| Data entries |
╭──

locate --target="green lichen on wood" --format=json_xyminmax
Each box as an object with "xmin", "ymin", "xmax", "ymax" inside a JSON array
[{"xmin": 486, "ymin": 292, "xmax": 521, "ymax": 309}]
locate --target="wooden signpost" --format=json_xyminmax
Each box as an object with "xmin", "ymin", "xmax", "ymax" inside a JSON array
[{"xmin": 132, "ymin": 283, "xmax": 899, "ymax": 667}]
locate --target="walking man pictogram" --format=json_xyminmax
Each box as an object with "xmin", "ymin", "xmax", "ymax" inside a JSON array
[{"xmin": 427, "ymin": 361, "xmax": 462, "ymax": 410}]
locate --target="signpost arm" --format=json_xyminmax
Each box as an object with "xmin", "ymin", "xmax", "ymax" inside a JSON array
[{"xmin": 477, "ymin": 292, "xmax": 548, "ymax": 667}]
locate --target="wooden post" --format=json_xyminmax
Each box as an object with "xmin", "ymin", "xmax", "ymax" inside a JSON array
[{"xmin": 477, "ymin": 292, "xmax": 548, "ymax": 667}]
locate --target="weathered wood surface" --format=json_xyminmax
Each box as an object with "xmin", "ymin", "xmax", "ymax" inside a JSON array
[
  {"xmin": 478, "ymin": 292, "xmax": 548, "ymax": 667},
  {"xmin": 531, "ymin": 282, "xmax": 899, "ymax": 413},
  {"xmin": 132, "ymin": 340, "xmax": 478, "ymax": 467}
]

╰──

| EXERCISE TASK |
Report every line of the data above that contains the word "wooden", treating uppercase and lowercase letters as different.

| WRITTEN SOLUTION |
locate --target="wooden signpost" --format=json_xyminmax
locate --target="wooden post" --format=json_xyminmax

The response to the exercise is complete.